The task »
Reproduce the listing below verbatim, from its first line to its last.

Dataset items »
########################################

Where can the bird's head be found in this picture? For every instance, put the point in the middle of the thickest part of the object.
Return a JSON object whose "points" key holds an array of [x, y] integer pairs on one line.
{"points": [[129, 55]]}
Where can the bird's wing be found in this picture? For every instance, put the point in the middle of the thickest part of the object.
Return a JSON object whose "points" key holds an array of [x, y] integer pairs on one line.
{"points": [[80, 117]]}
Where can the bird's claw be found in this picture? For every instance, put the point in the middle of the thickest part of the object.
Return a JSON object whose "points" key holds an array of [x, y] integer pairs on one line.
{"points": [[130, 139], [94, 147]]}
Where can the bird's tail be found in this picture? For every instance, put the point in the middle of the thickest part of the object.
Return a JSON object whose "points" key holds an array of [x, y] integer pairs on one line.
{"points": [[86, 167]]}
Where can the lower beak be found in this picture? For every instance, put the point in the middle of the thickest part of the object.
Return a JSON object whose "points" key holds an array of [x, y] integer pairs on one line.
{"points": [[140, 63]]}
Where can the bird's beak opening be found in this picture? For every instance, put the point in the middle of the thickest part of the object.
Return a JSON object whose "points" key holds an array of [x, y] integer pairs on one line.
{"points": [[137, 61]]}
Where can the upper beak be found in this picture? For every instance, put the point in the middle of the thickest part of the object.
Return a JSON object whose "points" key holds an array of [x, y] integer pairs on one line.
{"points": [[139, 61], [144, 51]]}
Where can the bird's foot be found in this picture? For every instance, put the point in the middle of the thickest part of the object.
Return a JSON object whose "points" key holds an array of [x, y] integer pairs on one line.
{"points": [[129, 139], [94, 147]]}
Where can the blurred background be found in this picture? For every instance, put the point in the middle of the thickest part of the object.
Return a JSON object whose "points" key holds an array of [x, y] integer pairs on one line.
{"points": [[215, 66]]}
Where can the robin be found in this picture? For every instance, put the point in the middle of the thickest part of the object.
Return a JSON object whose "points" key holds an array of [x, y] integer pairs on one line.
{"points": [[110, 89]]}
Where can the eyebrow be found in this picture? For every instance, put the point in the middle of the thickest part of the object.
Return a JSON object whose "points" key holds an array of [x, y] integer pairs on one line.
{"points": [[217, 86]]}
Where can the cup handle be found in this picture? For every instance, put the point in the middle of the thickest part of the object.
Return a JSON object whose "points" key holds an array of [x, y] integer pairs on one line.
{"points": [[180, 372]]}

########################################

Correct output »
Where can the bird's head be found in this picture? For every instance, put the point in the middle of the thickest part of the object.
Return a JSON object whose "points" key holds an array of [x, y] integer pairs on one line.
{"points": [[129, 55]]}
Where can the bird's wing be found in this picture? For every instance, put the point in the middle of the thickest part of the object.
Return a JSON object whose "points" key holds an array of [x, y] integer pairs on one line.
{"points": [[80, 117]]}
Where can the bird's claw be found in this picture? For every instance, put the point in the middle of the thickest part of the object.
Return a JSON object whose "points" key holds an array of [x, y] integer pairs on one line.
{"points": [[130, 139], [94, 147]]}
Where can the bird's tail be found in this picture? For every instance, put the point in the middle of the thickest part of the object.
Return a JSON object whose "points" key holds an array of [x, y] integer pairs on one line.
{"points": [[86, 167]]}
Where can the lower beak be found in this picture? For every instance, put the point in the middle of the thickest part of the object.
Return a JSON object whose "points" key holds an array of [x, y] integer pairs on one line.
{"points": [[140, 63]]}
Where can the bird's beak opening be found in this picture? For every instance, put the point in the middle of the thickest part of the object.
Return a JSON object whose "points" key holds an array of [x, y] integer pairs on one line.
{"points": [[137, 61]]}
Where can the upper beak be found in this picture? For every instance, put the point in the middle of the thickest part of the object.
Return a JSON object whose "points" key holds an array of [x, y] integer pairs on one line.
{"points": [[139, 61], [144, 51]]}
Where can the bird's foot be found in this picture? For every instance, put the point in the middle of the thickest part of the object.
Return a JSON object whose "points" key holds an array of [x, y] integer pairs on one line.
{"points": [[129, 139], [94, 147]]}
Where can the blurred background be found in this picture? For every instance, put the point in the middle of the thickest part of the object.
Return a JSON object whose "points" key holds an array of [x, y] integer pairs on one line.
{"points": [[215, 66]]}
Where can the robin be found in this picture? For every instance, put the point in the middle of the thickest part of the object.
Return a JSON object whose "points" key holds an array of [x, y] integer pairs on one line.
{"points": [[110, 89]]}
Where can the eyebrow be found in this picture? For every instance, put the point in the middle of the thickest part of the object.
Return a JSON object whose "points" key holds an array of [x, y] integer pairs on one line.
{"points": [[217, 86]]}
Where can the cup handle be found in this picture? For every instance, put the point in the middle of the thickest part of the object.
Return a JSON object whose "points" key holds an array of [x, y] integer pairs on one line.
{"points": [[180, 372]]}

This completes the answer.